OBJECTIVES:
A – Set down the passage of the word-limit guide between "ACS AMI publishes" and "limit (5,000-8,000 typical)", inclusive.
B – List every article type named in the word-limit guide.
C – Summarize the word-limit guide in two sentences.

:: SELECTION

Word and page limits by article type

ACS AMI publishes several article types, each with different scope expectations. The journal doesn't specify hard word limits for most types, but editorial norms create effective ranges.

Article Type
Word Limit
Abstract
TOC Graphic
SI Expected
Research Article
No strict limit (5,000-8,000 typical)
150-250 words
Required
Yes
Letter
3,000-4,000 words
150 words
Required
Yes
Review
By invitation, no strict limit
200 words
Required
Optional
Perspective
5,000-7,000 words
150 words
Required
Optional
Methods/Protocols
No strict limit
200 words
Required
Yes

The lack of a formal word limit for Research Articles gives you flexibility, but ACS AMI editors value concise writing. A 12,000-word research article will get scrutiny. If your paper genuinely needs that length (multi-technique study, extensive characterization), it may be accepted, but you'll likely receive feedback about trimming.

Letters at ACS AMI are for rapid, high-impact results. They're shorter (3,000-4,000 words) and go through expedited review. The Letter format doesn't have a separate Experimental section in the main text; all methods go into the Supporting Information.

::::
:: SUPPLIED ENTRIES

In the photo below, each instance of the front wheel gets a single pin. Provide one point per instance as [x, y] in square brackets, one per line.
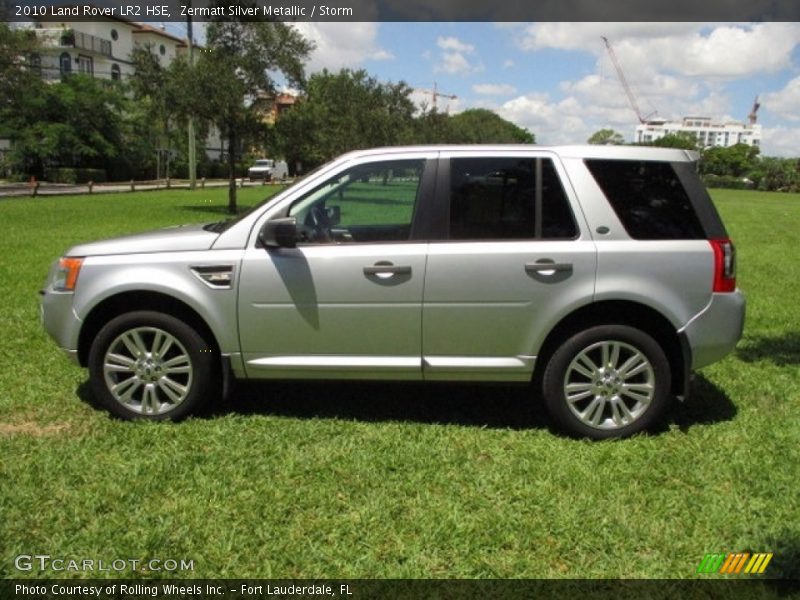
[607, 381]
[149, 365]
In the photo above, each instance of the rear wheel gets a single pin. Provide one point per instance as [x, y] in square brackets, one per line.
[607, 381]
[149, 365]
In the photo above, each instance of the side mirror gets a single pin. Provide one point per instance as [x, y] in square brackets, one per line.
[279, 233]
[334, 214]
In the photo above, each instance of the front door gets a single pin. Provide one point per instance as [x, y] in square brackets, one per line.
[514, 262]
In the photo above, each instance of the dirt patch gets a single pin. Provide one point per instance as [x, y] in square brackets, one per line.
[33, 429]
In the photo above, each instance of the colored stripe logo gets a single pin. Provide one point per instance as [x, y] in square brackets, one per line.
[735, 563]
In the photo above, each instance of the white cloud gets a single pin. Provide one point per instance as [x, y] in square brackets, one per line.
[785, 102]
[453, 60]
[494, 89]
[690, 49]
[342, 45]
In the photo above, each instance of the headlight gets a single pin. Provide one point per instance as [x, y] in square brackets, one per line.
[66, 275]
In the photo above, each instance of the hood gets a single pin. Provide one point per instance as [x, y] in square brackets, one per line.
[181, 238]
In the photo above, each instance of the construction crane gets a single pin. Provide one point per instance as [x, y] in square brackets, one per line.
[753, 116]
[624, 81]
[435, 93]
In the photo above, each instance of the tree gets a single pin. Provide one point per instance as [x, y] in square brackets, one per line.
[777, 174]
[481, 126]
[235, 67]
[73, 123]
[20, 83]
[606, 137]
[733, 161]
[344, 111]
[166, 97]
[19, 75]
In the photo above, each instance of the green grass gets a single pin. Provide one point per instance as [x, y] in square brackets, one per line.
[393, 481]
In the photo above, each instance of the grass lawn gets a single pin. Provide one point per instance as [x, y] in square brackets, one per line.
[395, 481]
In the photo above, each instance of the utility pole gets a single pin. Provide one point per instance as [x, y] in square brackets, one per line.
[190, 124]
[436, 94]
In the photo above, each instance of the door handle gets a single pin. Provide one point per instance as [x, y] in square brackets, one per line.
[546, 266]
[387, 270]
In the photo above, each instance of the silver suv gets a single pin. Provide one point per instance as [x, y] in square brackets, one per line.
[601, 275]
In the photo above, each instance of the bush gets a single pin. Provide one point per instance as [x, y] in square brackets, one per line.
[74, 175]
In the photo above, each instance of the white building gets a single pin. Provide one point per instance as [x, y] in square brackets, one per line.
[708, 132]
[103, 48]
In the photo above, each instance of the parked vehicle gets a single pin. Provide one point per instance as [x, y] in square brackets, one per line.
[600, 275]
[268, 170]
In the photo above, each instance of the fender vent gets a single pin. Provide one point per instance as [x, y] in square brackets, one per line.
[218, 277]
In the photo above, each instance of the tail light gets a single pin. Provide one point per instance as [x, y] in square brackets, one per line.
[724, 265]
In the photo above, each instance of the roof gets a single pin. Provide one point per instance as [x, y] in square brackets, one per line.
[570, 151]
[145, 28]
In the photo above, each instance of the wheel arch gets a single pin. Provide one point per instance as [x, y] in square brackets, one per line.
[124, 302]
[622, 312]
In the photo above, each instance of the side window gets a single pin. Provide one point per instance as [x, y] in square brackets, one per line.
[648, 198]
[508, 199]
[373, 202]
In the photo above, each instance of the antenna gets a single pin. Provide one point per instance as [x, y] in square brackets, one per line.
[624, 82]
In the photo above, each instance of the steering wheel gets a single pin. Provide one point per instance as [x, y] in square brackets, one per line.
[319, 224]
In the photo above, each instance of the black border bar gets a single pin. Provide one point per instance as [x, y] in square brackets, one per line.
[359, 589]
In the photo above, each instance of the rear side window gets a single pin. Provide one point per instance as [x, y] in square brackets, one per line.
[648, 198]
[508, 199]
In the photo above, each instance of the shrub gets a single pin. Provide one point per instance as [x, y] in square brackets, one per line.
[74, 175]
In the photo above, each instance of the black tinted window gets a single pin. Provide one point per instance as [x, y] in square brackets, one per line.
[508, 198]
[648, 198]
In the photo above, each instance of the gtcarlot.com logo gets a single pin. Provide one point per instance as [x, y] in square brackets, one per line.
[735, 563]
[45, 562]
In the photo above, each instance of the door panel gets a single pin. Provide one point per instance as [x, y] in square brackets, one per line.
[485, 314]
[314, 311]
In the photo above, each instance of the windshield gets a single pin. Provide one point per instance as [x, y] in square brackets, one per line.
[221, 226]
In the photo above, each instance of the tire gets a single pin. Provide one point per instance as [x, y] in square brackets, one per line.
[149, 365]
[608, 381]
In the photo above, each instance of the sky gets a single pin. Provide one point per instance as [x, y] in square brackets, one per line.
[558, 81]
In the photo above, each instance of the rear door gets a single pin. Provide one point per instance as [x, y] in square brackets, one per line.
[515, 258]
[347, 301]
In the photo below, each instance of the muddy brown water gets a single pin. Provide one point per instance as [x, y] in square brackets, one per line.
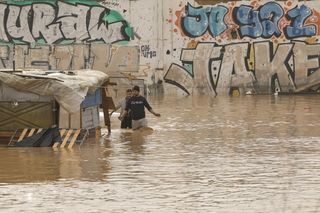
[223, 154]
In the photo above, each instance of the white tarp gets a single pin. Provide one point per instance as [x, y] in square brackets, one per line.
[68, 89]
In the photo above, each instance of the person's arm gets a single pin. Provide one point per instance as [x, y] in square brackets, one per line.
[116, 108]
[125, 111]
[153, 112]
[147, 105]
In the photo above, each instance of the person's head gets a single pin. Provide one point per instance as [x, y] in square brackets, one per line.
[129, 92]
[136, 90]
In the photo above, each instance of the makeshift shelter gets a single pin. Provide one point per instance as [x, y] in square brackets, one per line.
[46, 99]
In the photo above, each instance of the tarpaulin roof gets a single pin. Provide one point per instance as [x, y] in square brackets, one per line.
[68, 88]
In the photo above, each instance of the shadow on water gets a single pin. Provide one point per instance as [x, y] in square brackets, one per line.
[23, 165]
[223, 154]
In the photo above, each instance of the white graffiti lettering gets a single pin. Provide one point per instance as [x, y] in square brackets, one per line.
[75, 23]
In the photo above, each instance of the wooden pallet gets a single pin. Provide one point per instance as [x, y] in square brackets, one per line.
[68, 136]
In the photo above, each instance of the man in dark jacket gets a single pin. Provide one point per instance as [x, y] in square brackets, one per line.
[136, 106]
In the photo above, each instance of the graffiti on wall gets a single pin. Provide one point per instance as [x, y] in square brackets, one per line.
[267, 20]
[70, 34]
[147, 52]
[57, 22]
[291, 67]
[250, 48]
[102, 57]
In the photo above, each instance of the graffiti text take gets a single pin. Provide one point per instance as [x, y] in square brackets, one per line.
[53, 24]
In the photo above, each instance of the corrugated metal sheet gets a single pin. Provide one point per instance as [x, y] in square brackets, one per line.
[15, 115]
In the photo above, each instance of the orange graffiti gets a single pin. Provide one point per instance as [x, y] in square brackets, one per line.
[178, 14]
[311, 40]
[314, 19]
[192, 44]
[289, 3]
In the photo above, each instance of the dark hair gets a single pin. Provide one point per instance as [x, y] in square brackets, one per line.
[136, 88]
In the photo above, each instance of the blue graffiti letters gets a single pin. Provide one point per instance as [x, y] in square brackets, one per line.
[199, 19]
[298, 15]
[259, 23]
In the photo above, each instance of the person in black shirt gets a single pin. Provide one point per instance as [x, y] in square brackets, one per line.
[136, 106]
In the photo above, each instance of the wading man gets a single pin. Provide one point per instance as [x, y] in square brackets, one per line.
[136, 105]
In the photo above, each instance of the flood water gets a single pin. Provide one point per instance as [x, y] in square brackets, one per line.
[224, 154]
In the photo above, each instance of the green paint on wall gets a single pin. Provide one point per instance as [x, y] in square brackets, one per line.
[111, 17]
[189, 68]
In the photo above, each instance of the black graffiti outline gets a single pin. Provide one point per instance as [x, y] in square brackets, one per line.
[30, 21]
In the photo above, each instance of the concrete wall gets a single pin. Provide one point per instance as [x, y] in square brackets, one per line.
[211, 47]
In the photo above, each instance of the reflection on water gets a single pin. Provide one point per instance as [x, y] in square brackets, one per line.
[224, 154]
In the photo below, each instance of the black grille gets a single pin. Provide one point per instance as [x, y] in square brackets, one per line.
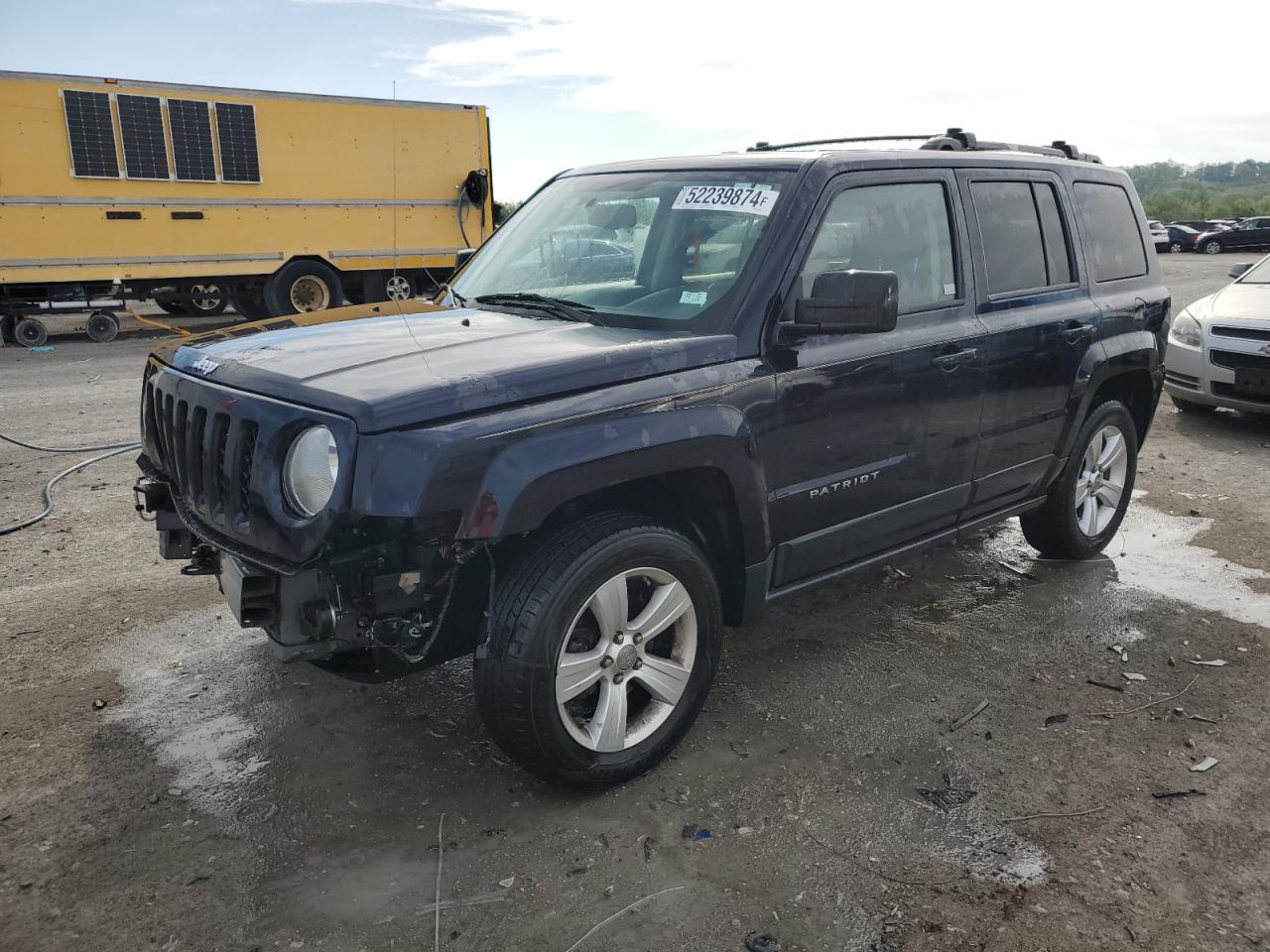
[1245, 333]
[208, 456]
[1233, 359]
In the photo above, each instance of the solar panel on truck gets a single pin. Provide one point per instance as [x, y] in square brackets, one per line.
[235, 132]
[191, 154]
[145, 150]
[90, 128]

::::

OUTPUTS BY TASK:
A –
ACS AMI publishes several article types, each with different scope expectations. The journal doesn't specify hard word limits for most types, but editorial norms create effective ranges.

Article Type
Word Limit
Abstract
TOC Graphic
SI Expected
Research Article
No strict limit (5,000-8,000 typical)

B –
Research Article
Letter
Review
Perspective
Methods/Protocols

C – ACS AMI publishes several article types with different scope expectations, and although the journal sets no hard word limits for most of them, editorial norms create effective ranges. Research Articles have no formal limit but editors value concise writing, while Letters are shorter papers for rapid, high-impact results that go through expedited review and put all methods in the Supporting Information.